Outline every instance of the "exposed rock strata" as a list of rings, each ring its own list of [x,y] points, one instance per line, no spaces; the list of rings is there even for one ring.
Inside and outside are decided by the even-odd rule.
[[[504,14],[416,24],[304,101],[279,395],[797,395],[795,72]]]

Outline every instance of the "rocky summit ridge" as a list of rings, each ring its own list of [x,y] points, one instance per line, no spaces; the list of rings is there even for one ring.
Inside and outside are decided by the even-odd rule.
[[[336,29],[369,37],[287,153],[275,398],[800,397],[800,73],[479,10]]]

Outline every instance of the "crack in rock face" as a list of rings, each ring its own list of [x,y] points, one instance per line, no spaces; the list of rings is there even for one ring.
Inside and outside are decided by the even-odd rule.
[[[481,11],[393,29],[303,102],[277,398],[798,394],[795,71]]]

→ Stated problem:
Please rewrite the listing above as a numbered list, one line per item, with the blank lines left out.

→ Answer for this exercise:
1. Outline every instance of the "exposed rock strata" as a list of rings, each ring its own list of [x,y] points, one instance per line, no spaces; the list of rings is there even for one ring.
2. Inside and outside are decided by the even-odd rule.
3. [[[504,14],[416,24],[304,101],[279,395],[797,395],[795,72]]]
4. Outline every instance of the "rocky summit ridge" as a list of rings, each ring its own list of [x,y] points, one instance per line, no spaces; the list of rings is there even for one ring.
5. Inside and outside are decided by the even-odd rule.
6. [[[336,29],[369,37],[287,153],[275,398],[800,397],[800,73],[479,10]]]
7. Outline every instance of the "crack in rock face" as a list of rings, each ring its own list of [x,y] points, one instance per line, no spaces; the list of rings is there even for one ring.
8. Inside and outside are decided by the even-odd rule.
9. [[[481,11],[393,29],[303,102],[277,398],[798,394],[795,71]]]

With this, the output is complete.